### Zorunlu Görev
"If you could identify the vertical" ifadesini içeren satırdan başlayıp satırların sonuna kadar olan kısmı, "table lamp" yerine "desk lamp" koyarak yeniden yazın. Diğer her şey aynen kalsın.

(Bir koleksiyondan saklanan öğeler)
::::::::

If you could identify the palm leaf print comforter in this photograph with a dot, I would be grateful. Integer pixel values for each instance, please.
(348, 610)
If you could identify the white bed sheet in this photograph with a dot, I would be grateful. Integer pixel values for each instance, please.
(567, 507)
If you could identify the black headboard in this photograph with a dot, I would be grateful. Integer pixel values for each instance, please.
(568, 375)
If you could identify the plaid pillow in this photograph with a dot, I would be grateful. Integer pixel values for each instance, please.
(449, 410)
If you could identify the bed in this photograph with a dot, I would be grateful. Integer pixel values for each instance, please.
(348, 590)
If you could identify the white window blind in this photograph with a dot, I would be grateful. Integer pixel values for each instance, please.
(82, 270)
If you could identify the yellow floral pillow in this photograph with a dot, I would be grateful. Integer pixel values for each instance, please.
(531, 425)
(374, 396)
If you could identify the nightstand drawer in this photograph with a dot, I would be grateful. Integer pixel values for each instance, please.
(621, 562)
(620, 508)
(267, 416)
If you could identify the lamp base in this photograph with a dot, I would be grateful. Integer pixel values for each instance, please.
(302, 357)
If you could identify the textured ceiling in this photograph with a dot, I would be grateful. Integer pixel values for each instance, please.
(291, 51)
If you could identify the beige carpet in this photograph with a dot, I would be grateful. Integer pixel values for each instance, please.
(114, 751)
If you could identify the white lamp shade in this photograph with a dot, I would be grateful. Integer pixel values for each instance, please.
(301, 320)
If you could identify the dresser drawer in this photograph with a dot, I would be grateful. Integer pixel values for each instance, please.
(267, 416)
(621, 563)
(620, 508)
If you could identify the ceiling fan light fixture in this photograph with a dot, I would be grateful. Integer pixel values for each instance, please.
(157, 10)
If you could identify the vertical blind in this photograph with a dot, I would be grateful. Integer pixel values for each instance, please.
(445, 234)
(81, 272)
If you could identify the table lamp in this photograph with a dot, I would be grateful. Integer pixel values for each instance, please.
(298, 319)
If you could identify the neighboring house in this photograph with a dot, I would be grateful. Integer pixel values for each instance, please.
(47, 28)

::::::::

### Çözülmüş Problem
If you could identify the vertical blind in this photograph with a dot, I would be grateful. Integer pixel values for each instance, please.
(445, 234)
(81, 272)
If you could identify the desk lamp in this photograph with a dot, I would be grateful. Integer pixel values for each instance, please.
(298, 319)
If you could identify the neighboring house in this photograph with a dot, I would be grateful. Integer pixel values for each instance, please.
(47, 28)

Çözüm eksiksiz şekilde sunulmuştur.